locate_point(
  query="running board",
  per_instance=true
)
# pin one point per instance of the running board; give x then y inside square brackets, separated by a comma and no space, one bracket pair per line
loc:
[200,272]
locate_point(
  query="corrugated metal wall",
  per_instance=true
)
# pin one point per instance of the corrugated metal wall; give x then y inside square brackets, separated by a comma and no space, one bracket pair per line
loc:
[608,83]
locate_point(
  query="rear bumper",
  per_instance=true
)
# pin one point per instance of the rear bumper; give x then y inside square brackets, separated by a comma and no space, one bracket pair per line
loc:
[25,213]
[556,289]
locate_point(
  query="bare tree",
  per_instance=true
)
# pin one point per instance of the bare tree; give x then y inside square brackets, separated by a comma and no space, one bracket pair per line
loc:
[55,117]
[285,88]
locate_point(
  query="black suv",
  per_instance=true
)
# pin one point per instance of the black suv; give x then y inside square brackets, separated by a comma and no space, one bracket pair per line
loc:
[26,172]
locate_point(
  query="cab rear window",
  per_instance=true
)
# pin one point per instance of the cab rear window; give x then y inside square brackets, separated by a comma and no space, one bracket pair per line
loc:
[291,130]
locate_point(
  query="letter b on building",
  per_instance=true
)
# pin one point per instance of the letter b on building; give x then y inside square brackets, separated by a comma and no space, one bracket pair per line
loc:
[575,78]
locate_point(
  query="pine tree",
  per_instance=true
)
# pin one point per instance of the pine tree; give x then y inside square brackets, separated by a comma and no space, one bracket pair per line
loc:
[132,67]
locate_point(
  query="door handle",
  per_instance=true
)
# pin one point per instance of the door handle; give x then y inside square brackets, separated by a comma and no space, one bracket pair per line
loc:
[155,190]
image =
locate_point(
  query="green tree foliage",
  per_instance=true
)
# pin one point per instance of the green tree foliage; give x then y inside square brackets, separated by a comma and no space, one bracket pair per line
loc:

### Aim
Report how many lines in the entries above contain the word "letter", with case counting. Give only the number.

### Response
2